■ **WRITTEN TASK A**
Answer these questions about the forum thread on choosing a rear tire:
(i) What is the combined weight of the ebike and its rider?
(ii) Which tire is on the front of the original poster's bike?
(iii) What does westadamsvets suspect would stress the tire more than acceleration?
■ **WRITTEN TASK B**
List every distinct username that appears as a poster in the forum thread on choosing a rear tire.
■ **WRITTEN TASK C**
From the forum thread on choosing a rear tire, return the passage that starts at the words "I like the 2.5wt" and ends after "as you can.", copied word for word.
## Start SELECTED PASSAGE
# Maxxis DD or EXO+ for my mid fat emtb's rear tire?



## dugt (May 26, 2012)

Does the increased torque from the E add a lot of abuse to the rear tire sidewall? I use low assist settings that kick in a little more on steeper trails.For my 42 pound Trek Fuel EXe emtb, I'm trying to pick a rear tire. My favorite options are an Assegai Terra EXO+ or an DHR2 Terra DD. I think I would prefer the Assegai but some recommend the tougher DD sidewall for ebikes. This is partly because ebikes are heavier but mine isn't much heavier. My ebike with me on it weighs 212 pounds which is only 14 pounds, 7%, heavier than me on my manual bike. (I weigh 175 pounds geared up.)

The Assegai Terra isn't available in DD. My front tire is an Assegai Grip DD. For the front, I would have gotten EXO+ but the bike shop only had DD.

Thanks!


----------



## yzedf (Apr 22, 2014)

I like the 2.5wt dhf terra dd


----------



## Thustlewhumber (Nov 25, 2011)

i run full DH casing with an insert on my normal bike, the minimum I would do is EXO+ with an insert. Weight isnt an issue for an ebike, so go as sturdy as you can.


----------



## westadamsvets (Nov 9, 2010)

I suspect that braking would stress the tire more than acceleration under even the most wildly overpowered ebike. Perhaps in five years when we are all agonizing over antilock braking systems this line of thinking will be more germane?


----------



## jeremy3220 (Jul 5, 2017)

I'd go DD for the support alone.


----------



## dugt (May 26, 2012)
## End SELECTED PASSAGE
## Start DATASET EXCERPTS
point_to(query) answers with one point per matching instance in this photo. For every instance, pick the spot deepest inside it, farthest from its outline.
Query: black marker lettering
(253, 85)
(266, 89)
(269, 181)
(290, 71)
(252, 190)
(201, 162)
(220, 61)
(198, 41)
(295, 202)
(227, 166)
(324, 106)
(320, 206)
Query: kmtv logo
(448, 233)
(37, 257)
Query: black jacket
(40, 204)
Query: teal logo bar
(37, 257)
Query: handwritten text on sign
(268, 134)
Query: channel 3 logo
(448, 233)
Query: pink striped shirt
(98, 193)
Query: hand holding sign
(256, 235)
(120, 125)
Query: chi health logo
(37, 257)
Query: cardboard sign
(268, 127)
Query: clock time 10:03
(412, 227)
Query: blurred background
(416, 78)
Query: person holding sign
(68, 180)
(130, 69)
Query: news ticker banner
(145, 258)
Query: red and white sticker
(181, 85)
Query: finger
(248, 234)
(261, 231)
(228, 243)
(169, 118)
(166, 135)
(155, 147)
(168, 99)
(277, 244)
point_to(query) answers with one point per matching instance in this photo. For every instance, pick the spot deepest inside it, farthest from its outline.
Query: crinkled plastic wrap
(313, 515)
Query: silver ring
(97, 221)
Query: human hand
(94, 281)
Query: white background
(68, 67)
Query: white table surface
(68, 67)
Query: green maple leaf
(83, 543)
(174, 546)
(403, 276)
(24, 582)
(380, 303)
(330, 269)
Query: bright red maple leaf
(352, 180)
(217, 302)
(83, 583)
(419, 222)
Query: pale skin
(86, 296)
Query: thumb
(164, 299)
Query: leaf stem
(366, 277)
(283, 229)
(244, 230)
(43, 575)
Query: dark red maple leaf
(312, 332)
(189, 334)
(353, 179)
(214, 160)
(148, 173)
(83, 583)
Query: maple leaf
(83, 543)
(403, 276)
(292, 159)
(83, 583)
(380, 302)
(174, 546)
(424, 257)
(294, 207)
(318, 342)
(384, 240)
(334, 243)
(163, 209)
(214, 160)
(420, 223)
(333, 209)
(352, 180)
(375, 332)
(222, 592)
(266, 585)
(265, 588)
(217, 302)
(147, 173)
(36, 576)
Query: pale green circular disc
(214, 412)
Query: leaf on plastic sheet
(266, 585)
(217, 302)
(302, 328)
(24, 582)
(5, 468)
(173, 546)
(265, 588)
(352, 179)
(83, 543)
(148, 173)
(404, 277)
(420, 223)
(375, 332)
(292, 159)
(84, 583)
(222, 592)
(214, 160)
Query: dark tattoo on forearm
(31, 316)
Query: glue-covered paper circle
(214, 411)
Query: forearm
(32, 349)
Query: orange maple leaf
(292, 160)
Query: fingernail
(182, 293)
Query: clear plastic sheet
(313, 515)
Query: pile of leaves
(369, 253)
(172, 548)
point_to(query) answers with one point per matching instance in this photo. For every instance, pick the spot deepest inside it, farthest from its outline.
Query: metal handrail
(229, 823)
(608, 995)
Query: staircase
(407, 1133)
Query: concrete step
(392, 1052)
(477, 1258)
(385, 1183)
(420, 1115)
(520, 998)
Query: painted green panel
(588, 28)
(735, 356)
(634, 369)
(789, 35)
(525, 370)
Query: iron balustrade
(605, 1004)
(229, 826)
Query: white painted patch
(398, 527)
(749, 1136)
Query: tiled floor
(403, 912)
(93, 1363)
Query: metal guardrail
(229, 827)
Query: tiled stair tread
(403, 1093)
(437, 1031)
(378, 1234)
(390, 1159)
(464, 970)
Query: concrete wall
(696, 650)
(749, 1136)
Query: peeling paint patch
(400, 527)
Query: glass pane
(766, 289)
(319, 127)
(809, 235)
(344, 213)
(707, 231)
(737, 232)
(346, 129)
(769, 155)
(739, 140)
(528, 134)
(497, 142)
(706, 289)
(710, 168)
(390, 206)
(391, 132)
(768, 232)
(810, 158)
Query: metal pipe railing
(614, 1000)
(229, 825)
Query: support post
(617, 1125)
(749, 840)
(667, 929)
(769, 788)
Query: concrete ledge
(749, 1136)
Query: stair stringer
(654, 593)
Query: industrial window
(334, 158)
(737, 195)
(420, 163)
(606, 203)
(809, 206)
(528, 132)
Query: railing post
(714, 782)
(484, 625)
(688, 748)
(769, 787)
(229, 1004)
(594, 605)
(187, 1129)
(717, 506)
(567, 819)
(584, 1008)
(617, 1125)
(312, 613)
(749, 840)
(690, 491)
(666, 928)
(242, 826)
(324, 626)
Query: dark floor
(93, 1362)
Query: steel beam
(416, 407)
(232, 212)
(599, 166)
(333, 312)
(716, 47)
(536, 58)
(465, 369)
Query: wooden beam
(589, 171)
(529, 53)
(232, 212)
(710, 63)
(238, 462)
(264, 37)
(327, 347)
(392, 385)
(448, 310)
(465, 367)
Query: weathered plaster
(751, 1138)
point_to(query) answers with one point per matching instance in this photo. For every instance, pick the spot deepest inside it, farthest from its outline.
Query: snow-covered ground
## End DATASET EXCERPTS
## Start DATASET EXCERPTS
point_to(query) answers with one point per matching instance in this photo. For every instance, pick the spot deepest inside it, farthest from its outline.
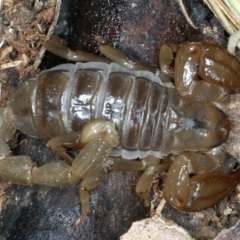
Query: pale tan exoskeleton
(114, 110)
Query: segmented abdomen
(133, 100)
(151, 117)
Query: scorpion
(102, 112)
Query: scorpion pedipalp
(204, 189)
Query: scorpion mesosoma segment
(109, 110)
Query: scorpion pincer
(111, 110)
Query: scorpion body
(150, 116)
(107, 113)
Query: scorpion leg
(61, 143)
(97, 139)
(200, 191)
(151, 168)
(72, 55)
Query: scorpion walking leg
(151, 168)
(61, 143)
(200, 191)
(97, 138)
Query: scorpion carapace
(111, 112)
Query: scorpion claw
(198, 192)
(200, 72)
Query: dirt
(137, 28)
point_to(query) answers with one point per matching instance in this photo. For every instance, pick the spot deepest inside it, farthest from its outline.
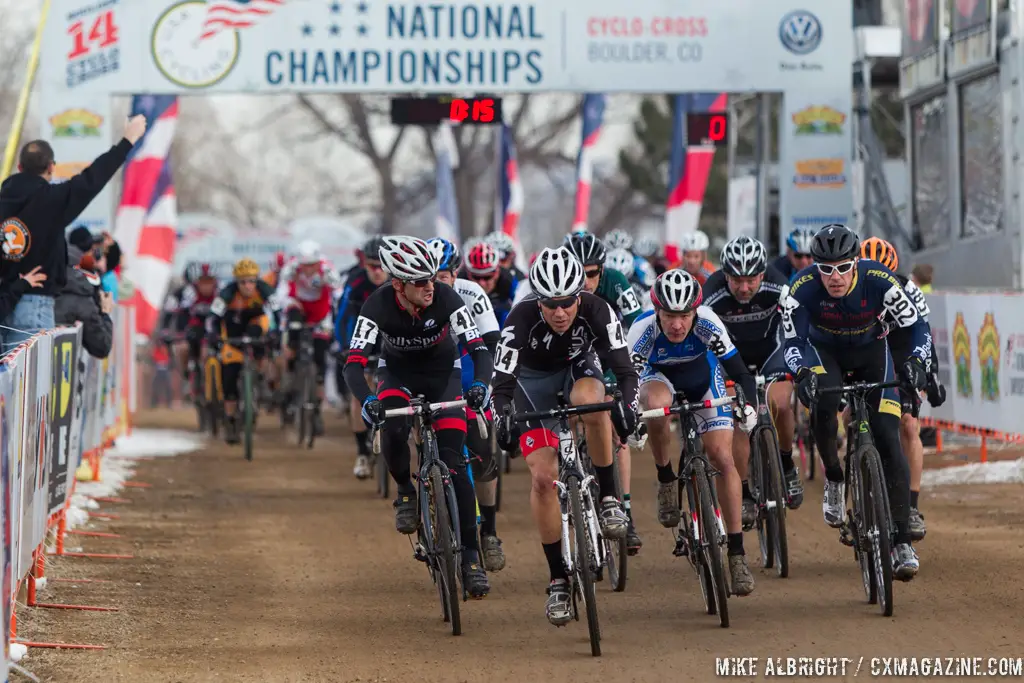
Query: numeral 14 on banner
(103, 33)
## End DATASET EXCERPTS
■ **WRITTEN ANSWER A**
(i) 212 pounds
(ii) An Assegai Grip DD
(iii) Braking

■ **WRITTEN ANSWER B**
dugt
yzedf
Thustlewhumber
westadamsvets
jeremy3220

■ **WRITTEN ANSWER C**
I like the 2.5wt dhf terra dd


----------



## Thustlewhumber (Nov 25, 2011)

i run full DH casing with an insert on my normal bike, the minimum I would do is EXO+ with an insert. Weight isnt an issue for an ebike, so go as sturdy as you can.